**Objetivos**.
1. Segundo o trecho sobre a estetização do mundo, em que cenário a noção de "estetização" da vida vem sendo debatida sobretudo?
2. Reproduza fielmente, do trecho sobre a estetização do mundo, a passagem de "Algumas reflexões sobre" até "filosófico francês contemporâneo.".

**Trecho para leitura**.

★ ★ ★ ★

18 setembro, 2015 | Por Isabela Gaglianone

Algumas reflexões sobre o uso, ou o abuso estético no mundo, na vida, na arte. Trata-se de uma breve pontuação crítica ao juízo de gosto contemporâneo, que ainda encontra no belo seu fundamento. Discussões que se inserem na problemática da “estetização” da vida, do mundo – noção que vem sendo debatida sobretudo no cenário filosófico francês contemporâneo.

 

Gilles Lipovetsky, Jean Serroy, "A estetização do mundo - Viver na era do capitalismo artista"

Gilles Lipovetsky, Jean Serroy, “A estetização do mundo – Viver na era do capitalismo artista”

Cada dia mais, o estilo, o design e a beleza se impõem como imperativos estratégicos das marcas. O apelo ao imaginário e a habilidade em despertar a emoção dos consumidores impulsionam a criação massiva de mecanismos de sedução, no design, na moda, no cinema, nos produtos. Arte e mercado nunca antes se misturaram tanto, exagerando, na experiência contemporânea, o alcance do desdobramento das dimensões do valor estético. O filósofo Gilles Lipovetsky e o crítico de arte Jean Serroy, investigam estas relações, A estetização do mundo e o aparentemente paradoxal conceito do capitalismo artista.

★ ★ ★ ★

**Material fornecido**.
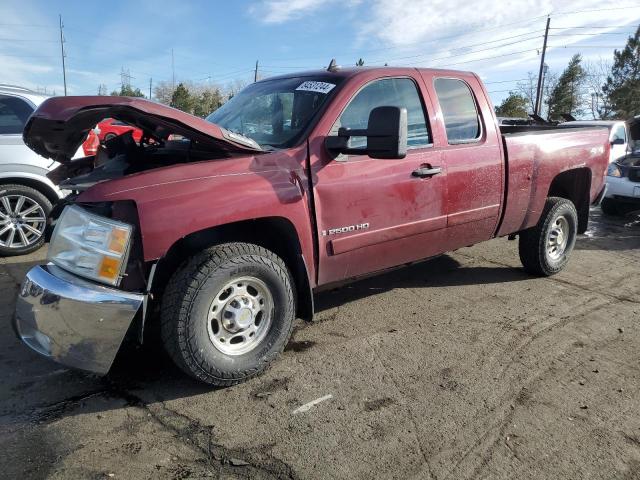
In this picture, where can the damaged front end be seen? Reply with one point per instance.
(78, 307)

★ ★ ★ ★

**Resultados**.
1. No cenário filosófico francês contemporâneo.

2.
Algumas reflexões sobre o uso, ou o abuso estético no mundo, na vida, na arte. Trata-se de uma breve pontuação crítica ao juízo de gosto contemporâneo, que ainda encontra no belo seu fundamento. Discussões que se inserem na problemática da “estetização” da vida, do mundo – noção que vem sendo debatida sobretudo no cenário filosófico francês contemporâneo.